WORK TO DO:
1/ Copy out the passage of the steak recipe word for word, starting with "- kosher salt" and going on through "to 250°F (120°C).".
2/ Continue the steak recipe, beginning right after its final line.

READING TEXT:
However, too much browning can cause issues.
Overcooking or charring meat can produce harmful chemicals called HCAs (heterocyclic amines) and PAHs (polycyclic aromatic hydrocarbons), which may pose health risks if eaten frequently.
Reverse searing reduces these risks by using low heat first and then quickly searing for a minute at high heat, helping you avoid burning the meat while still creating a delicious golden-brown crust.

What You Need
I chose New York strip steaks because they are thick which is what you want for reverse searing.
Their even shape makes them cook evenly, and the fat running through the meat adds a lot of flavor.
You can also use prime rib, tomahawk steaks, or very thick rib steaks, called cowboy ribeyes.
- 2 New York strip steaks (about 1 ½ inches thick)
- kosher salt or flaky sea salt
- Freshly ground black pepper
- 1 tablespoon oil with a high smoke point, such as avocado oil or vegetable oil
- 2 tablespoons unsalted butter

How To Reverse Sear a NY Strip Steak
- Take the steaks out of the fridge 30–40 minutes before cooking and pat them dry with paper towels. Season generously with kosher salt.
- Preheat the oven to 250°F (120°C).
- Season with freshly ground black pepper on all sides before cooking.
- Place a wire rack on a baking sheet lined with aluminum foil. Place the steaks on the rack, leaving a few inches of space between them.
- Place the pan in the oven and cook until the internal temperature reaches 115°F (46°C) for medium-rare or 125°F (52°C) for medium with an instant-read meat thermometer. This usually takes about 30 minutes, depending on the thickness of the steaks.
- Heat a heavy-bottomed stainless steel or cast-iron skillet over high heat.
- Add olive oil and butter to the pan and place the steaks in the skillet.
- Sear each side about 45 seconds, flipping once, until a deep golden-brown crust forms.
- Tilt the pan slightly and baste the steaks with the melted butter for 30 seconds.
- Slice the meat against the grain and serve hot.
Searing Temperatures For Strip Steaks
Use these times to gauge how well your steak is cooked in the oven. Keep in mind, every oven is different, so monitor your steak closely to avoid overcooking.
After 15 minutes, pull the rack from the oven and insert an instant-read meat thermometer in the center of the steak.
- Rare: 105°F (17–25 minutes)
- Medium Rare: 115°F (22–30 minutes)
- Medium: 125°F (27–35 minutes)
- Medium Well: 135°F (32–40 minutes)
Top Tips
- Make sure your steak is thick. Flank, skirt, or thin cut rib steak will cook too quickly for this to work. You are better off searing those in a pan.
- Salt generously when you take the steak out of the fridge to help draw out moisture.
- Season with black pepper before placing it in the oven.
- Preheat your skillet until it’s very hot before searing to get a good crust.

SOURCE EXCERPT:
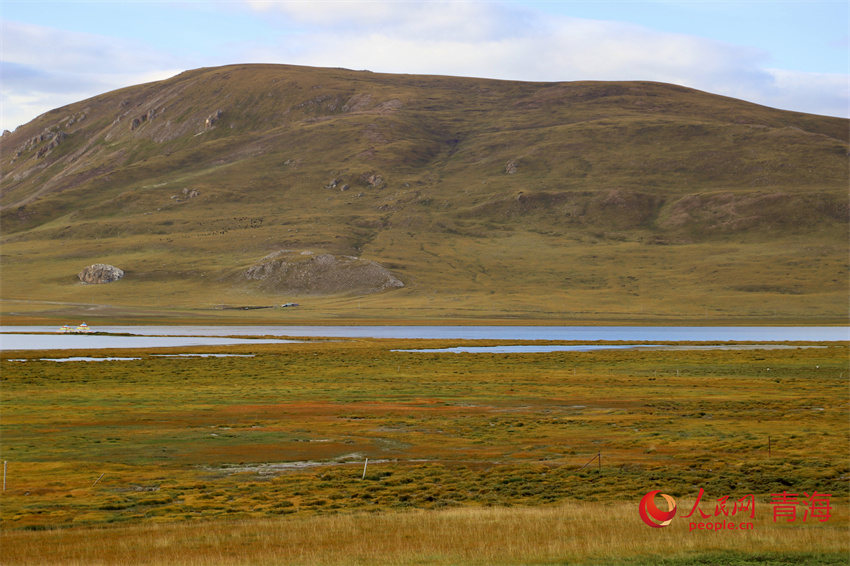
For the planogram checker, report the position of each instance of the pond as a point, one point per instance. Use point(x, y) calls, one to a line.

SET OF ANSWERS:
1/
- kosher salt or flaky sea salt
- Freshly ground black pepper
- 1 tablespoon oil with a high smoke point, such as avocado oil or vegetable oil
- 2 tablespoons unsalted butter

How To Reverse Sear a NY Strip Steak
- Take the steaks out of the fridge 30–40 minutes before cooking and pat them dry with paper towels. Season generously with kosher salt.
- Preheat the oven to 250°F (120°C).

2/
Serving Suggestions
While the steak is in the oven, you can get your sides ready.
I made this steak with garlic mashed potatoes, sweet coleslaw, and reheated roasted broccoli with garlic made earlier in the day.
- Sides: Easy sides can be made while the steak is in the oven. Try stovetop cheddar mac and cheese, steamed broccoli and carrots, boiled cauliflower, or a fresh carrot salad o sauteed mushrooms.
- Wine: Pair with red wine like Cabernet Sauvignon, Pinot Noir, or Malbec.
- Sauce: Serve with creamy horseradish sauce or bearnaise sauce. Ketchup works too!
Storage and Reheating
This reverse seared steak dinner was a big meal and I had leftover steak for sandwiches the next day. You can also make steak salads, or tacos.
Store leftover steak in an airtight container in the refrigerator for up to 3 days.
Gently heat slices in a skillet with a bit of butter.

Summary
Reverse searing is a great way to cook thick steaks or roasts. You start by cooking the meat slowly in the oven, then finish it with a quick sear in a very hot pan.
This helps the steak cook evenly, stay juicy inside, and get a crispy crust on the outside.
Reverse searing works best for thick steaks and roasts.
By cooking meat slowly at low temperatures first and then finishing with a quick high-heat sear, reverse searing lowers the risk of overcooking or burning while preserving flavor and texture. This makes it a practical and healthier cooking method.
If you haven’t tried reverse searing yet, give it a go. It’s a simple way to cook steak just right and tastes amazing.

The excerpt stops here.